DATA SUPPLIED
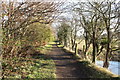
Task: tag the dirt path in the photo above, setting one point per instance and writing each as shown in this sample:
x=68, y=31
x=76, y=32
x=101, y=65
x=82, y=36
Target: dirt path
x=66, y=65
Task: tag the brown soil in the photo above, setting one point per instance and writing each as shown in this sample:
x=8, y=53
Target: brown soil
x=66, y=65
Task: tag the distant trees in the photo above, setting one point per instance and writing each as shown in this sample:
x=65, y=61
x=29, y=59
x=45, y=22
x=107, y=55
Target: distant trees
x=100, y=22
x=17, y=19
x=63, y=34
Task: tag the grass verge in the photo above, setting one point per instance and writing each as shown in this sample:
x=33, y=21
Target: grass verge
x=93, y=71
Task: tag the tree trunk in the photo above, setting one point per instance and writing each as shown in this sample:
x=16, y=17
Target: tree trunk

GIVEN TASK
Express the entries above, from the line with "Task: tag the grass" through the last line of the entries, as a Markdown table with the columns Row and Line. Give each line its own numbered row and leave out any blank lines.

EXERCISE ANSWER
| Row | Line |
|---|---|
| 1 | Task: tag the grass verge in the photo above, setting one point per instance and writing each as shown in this sample: |
| 2 | x=33, y=21 |
| 3 | Target: grass verge |
| 4 | x=93, y=71 |
| 5 | Task: tag the tree trunk in the photo above, setting one point per instance and writing each as shown in this sample: |
| 6 | x=16, y=17 |
| 7 | Target: tree trunk |